====== Exercise materials ======
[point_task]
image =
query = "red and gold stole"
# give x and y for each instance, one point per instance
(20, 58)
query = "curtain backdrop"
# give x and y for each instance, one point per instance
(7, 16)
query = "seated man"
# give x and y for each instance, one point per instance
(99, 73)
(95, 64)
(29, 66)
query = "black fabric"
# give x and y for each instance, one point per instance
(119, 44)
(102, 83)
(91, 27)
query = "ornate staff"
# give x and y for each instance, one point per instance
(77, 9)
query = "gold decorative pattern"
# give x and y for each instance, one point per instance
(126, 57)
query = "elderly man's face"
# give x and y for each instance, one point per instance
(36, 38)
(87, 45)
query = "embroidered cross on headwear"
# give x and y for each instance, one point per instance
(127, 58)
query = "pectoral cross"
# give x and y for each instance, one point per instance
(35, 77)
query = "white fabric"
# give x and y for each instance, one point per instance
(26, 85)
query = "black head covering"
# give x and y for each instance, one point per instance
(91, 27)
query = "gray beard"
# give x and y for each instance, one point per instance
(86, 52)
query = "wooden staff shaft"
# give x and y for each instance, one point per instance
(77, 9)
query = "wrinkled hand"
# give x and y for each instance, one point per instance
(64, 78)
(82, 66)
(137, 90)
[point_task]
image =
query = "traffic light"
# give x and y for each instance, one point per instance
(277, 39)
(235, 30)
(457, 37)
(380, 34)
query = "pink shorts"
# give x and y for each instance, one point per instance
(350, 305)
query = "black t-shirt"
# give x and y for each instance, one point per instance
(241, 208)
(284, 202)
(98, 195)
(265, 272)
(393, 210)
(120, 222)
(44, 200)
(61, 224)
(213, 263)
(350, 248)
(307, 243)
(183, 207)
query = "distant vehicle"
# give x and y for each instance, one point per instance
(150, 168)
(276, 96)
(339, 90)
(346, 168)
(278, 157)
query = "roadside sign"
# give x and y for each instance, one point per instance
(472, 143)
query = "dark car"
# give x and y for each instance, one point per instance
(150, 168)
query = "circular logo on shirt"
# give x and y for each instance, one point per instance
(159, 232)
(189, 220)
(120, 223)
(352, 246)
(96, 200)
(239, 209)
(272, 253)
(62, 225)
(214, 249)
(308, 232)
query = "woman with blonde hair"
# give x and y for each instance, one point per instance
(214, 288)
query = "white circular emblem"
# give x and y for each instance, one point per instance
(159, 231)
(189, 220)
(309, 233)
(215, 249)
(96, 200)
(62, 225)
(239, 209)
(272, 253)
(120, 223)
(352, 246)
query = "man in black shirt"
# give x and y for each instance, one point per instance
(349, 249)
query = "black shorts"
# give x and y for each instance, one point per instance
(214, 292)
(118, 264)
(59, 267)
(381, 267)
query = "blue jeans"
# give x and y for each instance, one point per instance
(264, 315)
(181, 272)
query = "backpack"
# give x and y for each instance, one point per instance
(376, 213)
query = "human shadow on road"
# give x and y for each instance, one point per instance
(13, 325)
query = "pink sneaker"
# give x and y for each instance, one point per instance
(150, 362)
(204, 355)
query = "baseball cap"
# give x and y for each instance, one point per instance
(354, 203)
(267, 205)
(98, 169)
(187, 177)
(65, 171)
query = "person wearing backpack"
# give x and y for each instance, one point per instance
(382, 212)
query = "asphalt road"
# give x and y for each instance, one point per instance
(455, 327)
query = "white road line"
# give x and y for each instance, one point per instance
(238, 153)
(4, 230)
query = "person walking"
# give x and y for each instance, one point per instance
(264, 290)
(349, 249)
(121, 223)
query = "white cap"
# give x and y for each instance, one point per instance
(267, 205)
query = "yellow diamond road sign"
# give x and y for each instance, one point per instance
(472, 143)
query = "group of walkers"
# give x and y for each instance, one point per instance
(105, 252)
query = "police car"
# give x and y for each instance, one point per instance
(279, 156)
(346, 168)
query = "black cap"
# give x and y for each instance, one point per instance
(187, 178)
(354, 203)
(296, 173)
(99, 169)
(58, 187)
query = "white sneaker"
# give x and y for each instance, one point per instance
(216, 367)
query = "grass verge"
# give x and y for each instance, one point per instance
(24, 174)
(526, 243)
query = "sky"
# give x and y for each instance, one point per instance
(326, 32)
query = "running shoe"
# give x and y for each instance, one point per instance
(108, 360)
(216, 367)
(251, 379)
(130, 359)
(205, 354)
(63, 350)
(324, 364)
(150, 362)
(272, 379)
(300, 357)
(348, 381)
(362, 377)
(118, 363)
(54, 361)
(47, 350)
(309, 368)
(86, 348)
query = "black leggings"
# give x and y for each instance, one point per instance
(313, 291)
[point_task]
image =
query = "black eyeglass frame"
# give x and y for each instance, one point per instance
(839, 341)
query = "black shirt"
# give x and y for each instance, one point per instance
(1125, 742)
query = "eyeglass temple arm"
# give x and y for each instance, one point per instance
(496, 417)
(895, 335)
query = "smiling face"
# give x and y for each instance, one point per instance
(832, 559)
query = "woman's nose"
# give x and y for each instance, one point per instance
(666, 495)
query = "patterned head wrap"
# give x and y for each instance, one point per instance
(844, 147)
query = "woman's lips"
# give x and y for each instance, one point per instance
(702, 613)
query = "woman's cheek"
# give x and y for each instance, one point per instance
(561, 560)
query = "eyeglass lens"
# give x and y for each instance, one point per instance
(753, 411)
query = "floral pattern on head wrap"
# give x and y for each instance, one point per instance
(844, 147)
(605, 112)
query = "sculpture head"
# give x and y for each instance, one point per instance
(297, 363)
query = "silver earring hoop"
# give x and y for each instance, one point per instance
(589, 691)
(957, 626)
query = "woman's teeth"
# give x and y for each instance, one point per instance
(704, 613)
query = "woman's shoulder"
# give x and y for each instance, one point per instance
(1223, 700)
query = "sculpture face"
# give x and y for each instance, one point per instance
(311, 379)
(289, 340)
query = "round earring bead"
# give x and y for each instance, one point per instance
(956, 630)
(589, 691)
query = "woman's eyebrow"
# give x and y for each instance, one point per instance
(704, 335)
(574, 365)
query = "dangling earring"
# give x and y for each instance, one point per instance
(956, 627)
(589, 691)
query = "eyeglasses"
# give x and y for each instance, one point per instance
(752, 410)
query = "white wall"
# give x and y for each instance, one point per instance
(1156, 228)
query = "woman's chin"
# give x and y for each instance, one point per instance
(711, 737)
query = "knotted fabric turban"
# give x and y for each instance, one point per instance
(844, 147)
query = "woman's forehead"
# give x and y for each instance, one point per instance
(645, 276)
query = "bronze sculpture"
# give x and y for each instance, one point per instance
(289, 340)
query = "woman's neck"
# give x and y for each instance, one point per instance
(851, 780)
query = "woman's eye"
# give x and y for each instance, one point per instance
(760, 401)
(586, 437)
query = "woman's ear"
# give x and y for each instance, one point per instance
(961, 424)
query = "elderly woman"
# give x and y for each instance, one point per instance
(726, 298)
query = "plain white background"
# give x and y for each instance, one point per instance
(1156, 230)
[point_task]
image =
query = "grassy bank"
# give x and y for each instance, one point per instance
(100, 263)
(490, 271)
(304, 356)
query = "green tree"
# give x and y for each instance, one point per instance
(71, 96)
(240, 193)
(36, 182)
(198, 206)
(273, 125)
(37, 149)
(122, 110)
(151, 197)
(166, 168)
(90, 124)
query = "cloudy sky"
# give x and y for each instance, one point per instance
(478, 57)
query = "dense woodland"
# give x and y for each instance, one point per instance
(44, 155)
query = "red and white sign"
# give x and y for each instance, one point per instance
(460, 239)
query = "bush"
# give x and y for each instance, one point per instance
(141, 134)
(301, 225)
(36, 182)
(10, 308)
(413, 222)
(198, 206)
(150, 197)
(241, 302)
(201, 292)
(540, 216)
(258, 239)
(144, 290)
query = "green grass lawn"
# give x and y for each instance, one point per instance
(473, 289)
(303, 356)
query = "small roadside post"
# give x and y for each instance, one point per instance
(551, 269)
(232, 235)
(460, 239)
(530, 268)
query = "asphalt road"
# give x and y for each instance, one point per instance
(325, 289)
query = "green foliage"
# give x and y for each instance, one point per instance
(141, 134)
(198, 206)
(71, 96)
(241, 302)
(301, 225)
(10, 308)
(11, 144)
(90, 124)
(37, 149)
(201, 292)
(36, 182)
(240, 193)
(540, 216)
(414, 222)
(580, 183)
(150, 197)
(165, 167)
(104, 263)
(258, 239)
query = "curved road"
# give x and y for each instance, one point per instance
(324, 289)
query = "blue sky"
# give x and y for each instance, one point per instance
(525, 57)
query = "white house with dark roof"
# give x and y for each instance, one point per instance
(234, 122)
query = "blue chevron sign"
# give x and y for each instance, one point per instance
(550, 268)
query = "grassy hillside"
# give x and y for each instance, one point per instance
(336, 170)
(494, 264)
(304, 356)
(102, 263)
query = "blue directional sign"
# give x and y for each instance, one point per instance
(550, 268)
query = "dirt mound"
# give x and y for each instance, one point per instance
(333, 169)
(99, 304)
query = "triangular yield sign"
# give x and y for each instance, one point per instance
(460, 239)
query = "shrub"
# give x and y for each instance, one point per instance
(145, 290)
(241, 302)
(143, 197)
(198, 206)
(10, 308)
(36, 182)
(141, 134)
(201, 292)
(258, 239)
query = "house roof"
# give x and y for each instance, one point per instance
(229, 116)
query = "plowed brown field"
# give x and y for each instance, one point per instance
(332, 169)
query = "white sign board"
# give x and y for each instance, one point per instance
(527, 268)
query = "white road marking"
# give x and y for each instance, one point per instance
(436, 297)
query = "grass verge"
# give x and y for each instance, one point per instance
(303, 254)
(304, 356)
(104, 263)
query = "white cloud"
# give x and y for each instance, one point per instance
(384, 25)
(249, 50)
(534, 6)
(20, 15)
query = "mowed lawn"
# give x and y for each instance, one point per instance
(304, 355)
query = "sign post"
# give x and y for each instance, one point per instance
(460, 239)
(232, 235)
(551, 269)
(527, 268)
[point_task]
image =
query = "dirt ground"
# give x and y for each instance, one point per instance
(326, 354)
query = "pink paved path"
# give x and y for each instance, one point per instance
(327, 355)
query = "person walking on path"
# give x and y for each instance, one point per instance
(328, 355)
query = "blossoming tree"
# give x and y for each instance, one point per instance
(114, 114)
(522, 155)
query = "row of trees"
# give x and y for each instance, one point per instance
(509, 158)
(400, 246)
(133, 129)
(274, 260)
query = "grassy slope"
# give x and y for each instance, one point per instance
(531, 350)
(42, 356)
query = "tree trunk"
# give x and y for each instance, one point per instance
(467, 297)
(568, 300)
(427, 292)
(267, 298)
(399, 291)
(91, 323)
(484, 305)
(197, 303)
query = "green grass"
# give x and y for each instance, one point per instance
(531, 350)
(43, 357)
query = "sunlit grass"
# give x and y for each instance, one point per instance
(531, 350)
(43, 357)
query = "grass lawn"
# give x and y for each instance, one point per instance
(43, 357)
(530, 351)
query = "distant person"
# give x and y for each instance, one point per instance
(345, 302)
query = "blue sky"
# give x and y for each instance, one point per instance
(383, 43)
======
- **The problem**: Please show every line in the listing above that contains the word "backpack".

- **Finished task**:
query = "backpack"
query = "person wearing backpack"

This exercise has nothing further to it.